Pointing data excerpts

☆ ☆ ☆ ☆ ☆ ☆ ☆

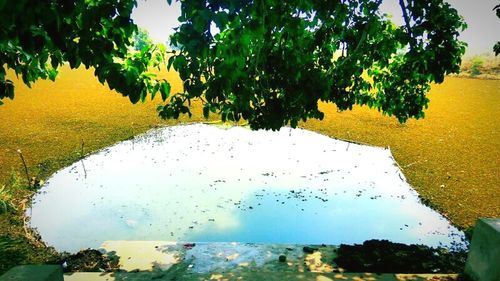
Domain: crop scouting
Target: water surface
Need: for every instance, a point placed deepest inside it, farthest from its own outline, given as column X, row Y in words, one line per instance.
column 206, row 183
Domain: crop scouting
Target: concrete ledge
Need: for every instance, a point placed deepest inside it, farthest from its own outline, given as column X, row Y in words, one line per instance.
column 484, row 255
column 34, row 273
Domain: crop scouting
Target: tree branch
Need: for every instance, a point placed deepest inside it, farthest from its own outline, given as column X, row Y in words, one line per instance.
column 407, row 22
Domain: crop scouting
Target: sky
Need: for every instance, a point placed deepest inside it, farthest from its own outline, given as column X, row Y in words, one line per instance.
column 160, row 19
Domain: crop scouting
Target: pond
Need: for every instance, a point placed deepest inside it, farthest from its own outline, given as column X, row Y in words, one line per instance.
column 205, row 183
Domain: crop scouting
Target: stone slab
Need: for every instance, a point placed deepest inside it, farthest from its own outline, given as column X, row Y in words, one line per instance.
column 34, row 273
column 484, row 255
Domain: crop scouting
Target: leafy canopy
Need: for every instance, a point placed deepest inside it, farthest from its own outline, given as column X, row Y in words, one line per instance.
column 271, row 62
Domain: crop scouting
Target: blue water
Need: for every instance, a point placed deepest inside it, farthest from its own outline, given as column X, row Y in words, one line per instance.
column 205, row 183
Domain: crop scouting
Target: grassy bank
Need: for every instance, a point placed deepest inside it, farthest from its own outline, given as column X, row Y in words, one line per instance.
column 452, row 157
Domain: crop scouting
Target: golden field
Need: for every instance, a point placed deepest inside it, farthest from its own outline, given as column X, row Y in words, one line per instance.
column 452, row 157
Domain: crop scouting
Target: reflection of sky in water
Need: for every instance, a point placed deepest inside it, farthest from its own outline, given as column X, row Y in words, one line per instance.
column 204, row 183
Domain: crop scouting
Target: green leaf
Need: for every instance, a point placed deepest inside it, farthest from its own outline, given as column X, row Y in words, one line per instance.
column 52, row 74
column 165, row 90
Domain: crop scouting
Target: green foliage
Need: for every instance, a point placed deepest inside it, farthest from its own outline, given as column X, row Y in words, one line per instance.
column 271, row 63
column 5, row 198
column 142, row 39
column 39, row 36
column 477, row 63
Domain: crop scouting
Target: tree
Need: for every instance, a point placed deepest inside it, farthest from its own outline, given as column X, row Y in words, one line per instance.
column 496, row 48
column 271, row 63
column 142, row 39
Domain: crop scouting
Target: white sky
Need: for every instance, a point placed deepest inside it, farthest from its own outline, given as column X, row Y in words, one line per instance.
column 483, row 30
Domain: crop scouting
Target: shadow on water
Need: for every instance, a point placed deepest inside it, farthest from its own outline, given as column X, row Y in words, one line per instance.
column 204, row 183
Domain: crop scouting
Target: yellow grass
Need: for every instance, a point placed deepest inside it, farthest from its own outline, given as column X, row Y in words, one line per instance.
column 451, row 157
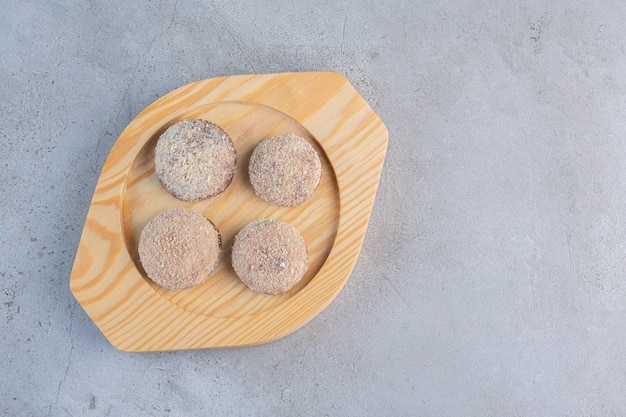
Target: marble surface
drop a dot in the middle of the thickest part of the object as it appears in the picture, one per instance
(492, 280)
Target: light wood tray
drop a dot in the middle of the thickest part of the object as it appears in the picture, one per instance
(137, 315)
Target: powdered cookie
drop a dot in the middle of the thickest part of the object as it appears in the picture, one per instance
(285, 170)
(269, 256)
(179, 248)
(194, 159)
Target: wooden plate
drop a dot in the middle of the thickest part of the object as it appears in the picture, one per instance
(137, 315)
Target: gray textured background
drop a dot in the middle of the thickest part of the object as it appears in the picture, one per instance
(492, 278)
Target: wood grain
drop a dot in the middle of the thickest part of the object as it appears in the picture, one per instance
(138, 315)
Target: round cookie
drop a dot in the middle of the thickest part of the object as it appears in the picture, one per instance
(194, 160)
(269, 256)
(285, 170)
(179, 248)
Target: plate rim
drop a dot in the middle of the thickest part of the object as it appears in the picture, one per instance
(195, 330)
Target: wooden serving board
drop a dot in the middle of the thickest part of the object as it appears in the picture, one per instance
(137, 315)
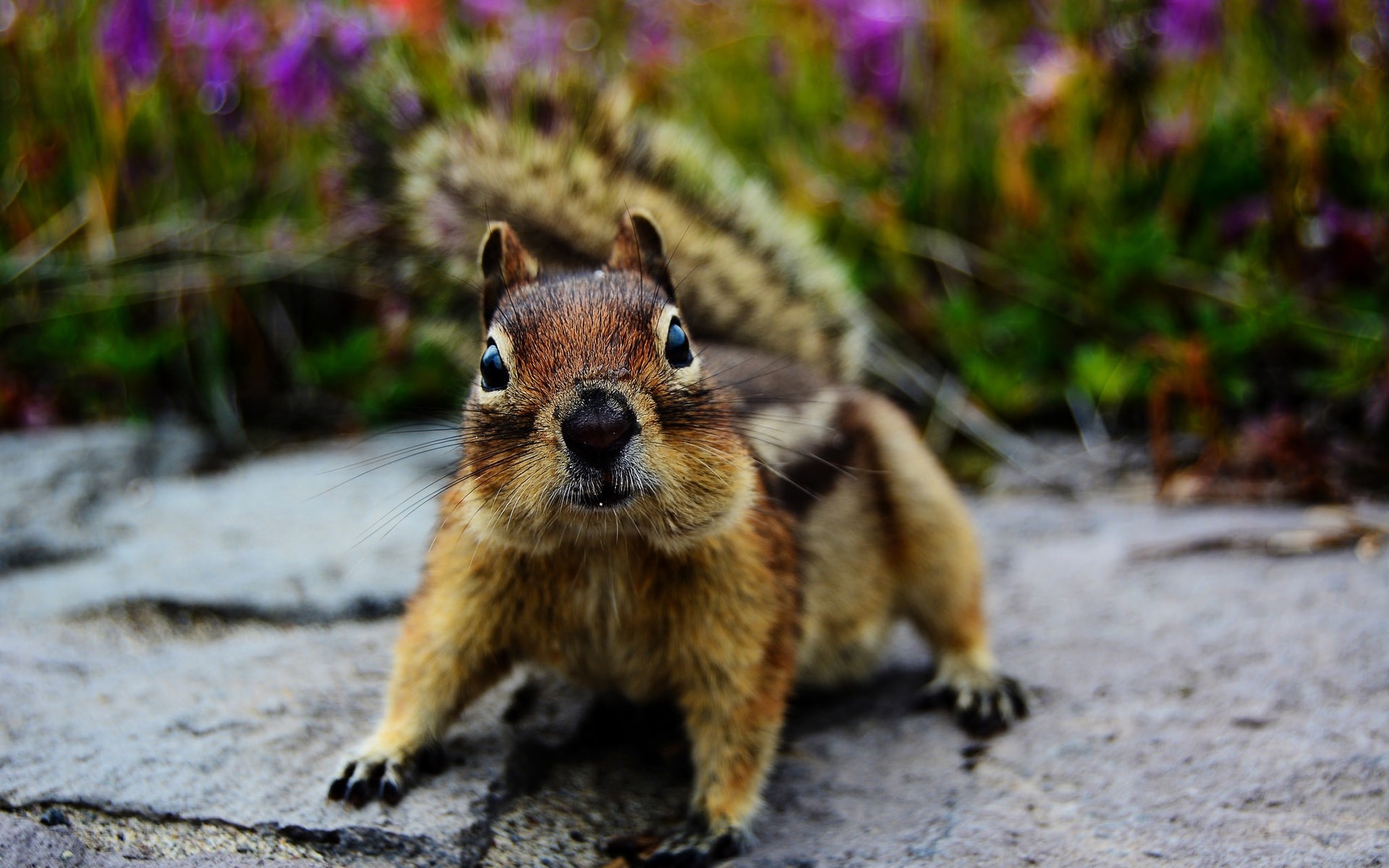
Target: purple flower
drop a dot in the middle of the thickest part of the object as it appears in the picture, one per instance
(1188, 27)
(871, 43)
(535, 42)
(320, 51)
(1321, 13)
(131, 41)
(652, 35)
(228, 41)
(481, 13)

☆ ☆ ☆ ☆ ☆ ☆ ☆

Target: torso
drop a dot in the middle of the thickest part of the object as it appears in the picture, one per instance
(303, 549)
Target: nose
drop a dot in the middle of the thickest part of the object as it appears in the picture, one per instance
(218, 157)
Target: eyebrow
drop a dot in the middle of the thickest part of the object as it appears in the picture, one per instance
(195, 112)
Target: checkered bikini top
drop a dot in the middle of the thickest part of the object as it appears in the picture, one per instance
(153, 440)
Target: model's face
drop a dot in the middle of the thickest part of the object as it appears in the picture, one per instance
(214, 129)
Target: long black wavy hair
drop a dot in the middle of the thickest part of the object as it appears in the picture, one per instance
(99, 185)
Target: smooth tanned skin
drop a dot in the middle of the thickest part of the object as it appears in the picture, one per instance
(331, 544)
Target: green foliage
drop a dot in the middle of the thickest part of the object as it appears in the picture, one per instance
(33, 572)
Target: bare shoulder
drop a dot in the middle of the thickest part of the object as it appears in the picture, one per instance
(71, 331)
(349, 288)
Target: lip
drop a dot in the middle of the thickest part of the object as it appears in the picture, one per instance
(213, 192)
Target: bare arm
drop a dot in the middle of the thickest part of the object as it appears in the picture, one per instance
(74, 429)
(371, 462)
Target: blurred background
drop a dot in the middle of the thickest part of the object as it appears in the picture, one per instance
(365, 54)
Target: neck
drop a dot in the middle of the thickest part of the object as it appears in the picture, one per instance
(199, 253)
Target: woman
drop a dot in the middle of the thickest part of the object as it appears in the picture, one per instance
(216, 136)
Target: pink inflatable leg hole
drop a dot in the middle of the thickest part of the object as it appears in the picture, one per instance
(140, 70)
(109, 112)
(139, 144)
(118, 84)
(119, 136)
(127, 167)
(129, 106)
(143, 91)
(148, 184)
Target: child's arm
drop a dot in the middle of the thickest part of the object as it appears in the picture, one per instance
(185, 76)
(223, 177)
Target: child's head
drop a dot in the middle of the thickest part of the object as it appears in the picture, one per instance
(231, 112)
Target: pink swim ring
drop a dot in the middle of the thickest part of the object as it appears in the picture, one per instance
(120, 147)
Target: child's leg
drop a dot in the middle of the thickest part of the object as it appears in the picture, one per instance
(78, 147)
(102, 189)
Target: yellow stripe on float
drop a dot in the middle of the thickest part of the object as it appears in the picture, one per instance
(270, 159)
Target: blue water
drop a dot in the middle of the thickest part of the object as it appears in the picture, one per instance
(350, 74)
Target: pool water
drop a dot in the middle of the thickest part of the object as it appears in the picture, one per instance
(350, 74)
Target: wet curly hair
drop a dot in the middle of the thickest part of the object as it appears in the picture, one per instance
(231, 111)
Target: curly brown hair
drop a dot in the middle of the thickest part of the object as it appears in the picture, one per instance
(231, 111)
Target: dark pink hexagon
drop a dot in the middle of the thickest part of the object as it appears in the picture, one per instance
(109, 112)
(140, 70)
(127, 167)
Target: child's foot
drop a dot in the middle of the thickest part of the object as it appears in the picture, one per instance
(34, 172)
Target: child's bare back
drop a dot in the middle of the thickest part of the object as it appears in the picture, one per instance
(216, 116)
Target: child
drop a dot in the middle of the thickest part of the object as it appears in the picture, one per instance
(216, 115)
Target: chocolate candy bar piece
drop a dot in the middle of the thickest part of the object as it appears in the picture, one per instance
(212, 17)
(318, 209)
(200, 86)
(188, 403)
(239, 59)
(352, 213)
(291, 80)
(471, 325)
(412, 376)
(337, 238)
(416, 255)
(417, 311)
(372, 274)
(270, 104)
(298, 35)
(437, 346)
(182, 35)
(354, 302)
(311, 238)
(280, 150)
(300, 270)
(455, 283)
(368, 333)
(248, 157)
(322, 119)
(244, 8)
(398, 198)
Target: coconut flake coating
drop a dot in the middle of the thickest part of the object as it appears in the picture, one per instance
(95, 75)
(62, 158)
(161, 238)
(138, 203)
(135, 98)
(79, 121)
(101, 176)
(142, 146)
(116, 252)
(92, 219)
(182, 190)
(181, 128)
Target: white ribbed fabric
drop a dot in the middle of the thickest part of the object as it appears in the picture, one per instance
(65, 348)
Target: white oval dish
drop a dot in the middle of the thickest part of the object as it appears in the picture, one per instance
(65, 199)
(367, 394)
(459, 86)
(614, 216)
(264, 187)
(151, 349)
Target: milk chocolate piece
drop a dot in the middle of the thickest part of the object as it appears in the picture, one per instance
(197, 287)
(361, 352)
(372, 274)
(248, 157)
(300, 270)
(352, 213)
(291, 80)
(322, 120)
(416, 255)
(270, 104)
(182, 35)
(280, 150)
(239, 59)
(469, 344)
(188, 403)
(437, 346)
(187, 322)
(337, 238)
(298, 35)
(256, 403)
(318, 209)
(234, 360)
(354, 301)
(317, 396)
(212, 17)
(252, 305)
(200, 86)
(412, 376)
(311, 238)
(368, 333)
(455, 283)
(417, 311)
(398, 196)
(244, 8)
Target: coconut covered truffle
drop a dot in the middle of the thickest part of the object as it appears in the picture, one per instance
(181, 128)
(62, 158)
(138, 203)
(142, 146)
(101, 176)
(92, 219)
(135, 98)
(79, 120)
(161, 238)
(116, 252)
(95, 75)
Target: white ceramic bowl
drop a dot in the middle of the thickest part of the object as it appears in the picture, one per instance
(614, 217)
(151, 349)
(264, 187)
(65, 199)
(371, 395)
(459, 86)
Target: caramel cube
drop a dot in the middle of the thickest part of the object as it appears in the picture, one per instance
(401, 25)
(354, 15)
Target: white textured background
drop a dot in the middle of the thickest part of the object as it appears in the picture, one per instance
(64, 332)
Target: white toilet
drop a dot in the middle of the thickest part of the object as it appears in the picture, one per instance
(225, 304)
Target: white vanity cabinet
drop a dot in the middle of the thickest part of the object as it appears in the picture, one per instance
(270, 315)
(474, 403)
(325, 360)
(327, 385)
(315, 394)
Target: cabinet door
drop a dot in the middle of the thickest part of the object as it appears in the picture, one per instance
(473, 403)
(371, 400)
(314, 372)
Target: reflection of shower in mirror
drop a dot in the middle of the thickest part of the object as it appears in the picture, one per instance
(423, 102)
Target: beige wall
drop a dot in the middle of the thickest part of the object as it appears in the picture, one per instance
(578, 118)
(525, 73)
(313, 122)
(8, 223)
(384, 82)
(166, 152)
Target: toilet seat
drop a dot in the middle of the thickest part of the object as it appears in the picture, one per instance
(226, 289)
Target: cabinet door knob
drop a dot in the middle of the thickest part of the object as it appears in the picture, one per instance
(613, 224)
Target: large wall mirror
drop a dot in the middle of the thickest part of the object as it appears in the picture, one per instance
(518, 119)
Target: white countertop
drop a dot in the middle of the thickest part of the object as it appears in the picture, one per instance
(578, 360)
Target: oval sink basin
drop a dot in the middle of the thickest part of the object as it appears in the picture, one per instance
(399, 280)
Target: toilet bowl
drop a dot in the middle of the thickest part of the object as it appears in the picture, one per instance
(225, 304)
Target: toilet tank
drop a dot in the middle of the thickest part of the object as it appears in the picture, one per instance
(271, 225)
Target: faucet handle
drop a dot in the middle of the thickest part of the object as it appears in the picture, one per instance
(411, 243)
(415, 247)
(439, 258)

☆ ☆ ☆ ☆ ☆ ☆ ☆

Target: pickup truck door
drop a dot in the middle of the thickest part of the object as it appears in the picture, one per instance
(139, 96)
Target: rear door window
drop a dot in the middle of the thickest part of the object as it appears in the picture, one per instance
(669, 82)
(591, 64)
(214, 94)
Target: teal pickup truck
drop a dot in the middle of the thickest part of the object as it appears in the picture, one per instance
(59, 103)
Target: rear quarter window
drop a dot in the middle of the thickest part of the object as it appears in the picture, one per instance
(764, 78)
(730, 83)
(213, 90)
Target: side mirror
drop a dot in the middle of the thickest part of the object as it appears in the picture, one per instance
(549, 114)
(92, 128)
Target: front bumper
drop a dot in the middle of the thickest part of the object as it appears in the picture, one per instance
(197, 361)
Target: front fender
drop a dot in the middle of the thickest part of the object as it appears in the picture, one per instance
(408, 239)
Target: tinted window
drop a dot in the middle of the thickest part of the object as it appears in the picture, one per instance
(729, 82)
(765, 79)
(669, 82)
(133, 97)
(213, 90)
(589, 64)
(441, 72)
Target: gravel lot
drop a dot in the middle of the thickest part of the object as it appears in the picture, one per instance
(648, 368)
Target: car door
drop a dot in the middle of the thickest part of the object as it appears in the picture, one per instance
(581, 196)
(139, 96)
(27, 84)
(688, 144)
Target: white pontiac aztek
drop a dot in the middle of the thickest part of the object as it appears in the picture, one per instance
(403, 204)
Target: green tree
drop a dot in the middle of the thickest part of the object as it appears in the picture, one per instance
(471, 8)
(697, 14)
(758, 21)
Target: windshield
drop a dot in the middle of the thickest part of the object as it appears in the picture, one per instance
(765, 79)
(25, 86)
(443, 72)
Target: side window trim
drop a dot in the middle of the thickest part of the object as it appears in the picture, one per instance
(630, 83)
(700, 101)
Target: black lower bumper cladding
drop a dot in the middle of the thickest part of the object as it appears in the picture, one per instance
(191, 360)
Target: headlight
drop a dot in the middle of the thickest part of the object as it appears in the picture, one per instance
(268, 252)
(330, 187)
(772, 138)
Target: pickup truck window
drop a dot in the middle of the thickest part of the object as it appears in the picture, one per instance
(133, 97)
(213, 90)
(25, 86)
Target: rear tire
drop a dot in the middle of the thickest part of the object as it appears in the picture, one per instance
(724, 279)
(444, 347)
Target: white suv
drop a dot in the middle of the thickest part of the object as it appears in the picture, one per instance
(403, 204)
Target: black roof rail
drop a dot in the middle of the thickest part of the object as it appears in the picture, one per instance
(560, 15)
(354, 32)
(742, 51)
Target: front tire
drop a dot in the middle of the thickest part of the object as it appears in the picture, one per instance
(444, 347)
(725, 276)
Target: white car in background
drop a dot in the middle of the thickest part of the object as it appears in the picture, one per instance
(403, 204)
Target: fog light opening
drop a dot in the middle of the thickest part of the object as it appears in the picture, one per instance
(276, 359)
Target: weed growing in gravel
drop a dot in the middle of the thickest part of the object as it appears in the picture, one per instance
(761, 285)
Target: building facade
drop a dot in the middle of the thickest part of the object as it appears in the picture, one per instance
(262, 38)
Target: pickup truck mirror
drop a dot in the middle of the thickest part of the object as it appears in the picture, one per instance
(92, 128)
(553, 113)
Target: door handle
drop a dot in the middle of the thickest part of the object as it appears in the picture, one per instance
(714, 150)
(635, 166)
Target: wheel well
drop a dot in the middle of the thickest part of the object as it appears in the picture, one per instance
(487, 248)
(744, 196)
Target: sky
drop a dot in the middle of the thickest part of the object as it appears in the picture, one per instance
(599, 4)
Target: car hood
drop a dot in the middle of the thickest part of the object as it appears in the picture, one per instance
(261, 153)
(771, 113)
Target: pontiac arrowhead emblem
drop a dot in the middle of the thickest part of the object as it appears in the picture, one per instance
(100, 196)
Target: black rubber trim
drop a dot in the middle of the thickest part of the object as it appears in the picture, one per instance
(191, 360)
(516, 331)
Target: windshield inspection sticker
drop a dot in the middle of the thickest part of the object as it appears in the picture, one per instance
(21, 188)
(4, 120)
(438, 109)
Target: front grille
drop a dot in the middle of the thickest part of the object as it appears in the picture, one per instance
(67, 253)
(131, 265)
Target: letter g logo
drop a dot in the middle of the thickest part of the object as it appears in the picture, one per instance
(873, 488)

☆ ☆ ☆ ☆ ☆ ☆ ☆

WHAT YOU ARE ASKED TO DO
Please find each line in the listing above that contains the word "water" and copy those lines out.

WRITTEN RESPONSE
Target: water surface
Target: blue water
Target: reflection of sky in water
Target: shadow on water
Target: blue water
Target: pool water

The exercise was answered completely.